INSTRUCTIONS TO FOLLOW —
Put the lines of the data below, from the line containing "Note: pick out each instance of the leafy" through the last line of the data, into a JSON list of strings with one string per line, omitting any blank lines.

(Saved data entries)
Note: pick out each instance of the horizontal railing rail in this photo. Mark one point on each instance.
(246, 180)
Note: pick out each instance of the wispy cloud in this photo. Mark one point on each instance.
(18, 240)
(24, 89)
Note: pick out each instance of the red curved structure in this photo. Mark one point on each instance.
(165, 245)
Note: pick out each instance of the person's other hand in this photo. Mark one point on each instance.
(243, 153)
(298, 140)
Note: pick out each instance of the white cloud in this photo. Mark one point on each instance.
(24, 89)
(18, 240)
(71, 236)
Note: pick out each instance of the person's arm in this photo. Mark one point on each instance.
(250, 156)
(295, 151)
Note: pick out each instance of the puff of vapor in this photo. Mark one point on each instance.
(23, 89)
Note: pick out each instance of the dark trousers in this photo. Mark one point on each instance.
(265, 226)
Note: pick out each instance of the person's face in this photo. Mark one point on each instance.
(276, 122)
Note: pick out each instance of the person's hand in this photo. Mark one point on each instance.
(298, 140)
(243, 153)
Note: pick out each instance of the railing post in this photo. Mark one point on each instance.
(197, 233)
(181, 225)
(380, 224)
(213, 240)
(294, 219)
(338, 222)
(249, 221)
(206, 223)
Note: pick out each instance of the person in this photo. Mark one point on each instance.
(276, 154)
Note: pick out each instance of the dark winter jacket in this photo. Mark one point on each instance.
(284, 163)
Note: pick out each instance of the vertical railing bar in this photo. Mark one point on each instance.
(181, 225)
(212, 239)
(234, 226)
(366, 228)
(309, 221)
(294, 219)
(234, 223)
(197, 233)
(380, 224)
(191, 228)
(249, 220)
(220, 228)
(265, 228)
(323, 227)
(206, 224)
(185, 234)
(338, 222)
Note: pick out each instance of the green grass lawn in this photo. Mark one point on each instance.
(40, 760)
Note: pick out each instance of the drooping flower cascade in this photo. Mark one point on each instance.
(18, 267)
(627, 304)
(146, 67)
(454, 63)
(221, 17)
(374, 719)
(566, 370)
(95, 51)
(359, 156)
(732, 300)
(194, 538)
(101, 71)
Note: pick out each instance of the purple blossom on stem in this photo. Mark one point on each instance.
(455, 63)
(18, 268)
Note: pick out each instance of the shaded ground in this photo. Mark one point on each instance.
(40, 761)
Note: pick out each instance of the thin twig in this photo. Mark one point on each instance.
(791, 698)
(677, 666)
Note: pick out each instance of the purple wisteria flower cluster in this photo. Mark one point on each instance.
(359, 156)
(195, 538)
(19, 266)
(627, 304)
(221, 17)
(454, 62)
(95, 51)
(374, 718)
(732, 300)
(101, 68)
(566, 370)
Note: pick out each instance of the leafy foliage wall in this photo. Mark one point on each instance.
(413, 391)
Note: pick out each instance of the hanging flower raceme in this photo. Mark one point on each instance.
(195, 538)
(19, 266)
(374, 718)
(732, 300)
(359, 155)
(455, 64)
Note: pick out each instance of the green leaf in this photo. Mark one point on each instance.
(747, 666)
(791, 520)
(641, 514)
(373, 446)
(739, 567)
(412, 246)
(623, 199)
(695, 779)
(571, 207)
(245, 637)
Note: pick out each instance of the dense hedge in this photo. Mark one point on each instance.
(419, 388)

SOLUTION TO THE PROBLEM —
[
  "Note: pick out each instance of the leafy foliage wall in this photo. Mark one point on each instance.",
  "(413, 391)",
  "Note: pick out each instance of the hanging flower raceme in this photo. Mark one point on each instance.",
  "(195, 538)",
  "(19, 266)",
  "(374, 718)",
  "(732, 300)",
  "(359, 155)",
  "(455, 64)",
  "Note: pick out each instance of the green leaf in this photo. Mark one point on each instance.",
  "(747, 666)",
  "(791, 520)",
  "(641, 514)",
  "(373, 446)",
  "(739, 567)",
  "(412, 246)",
  "(623, 199)",
  "(695, 779)",
  "(571, 207)",
  "(245, 637)",
  "Note: pick out each instance of the dense hedge in this photo. Mark one point on each instance.",
  "(419, 388)"
]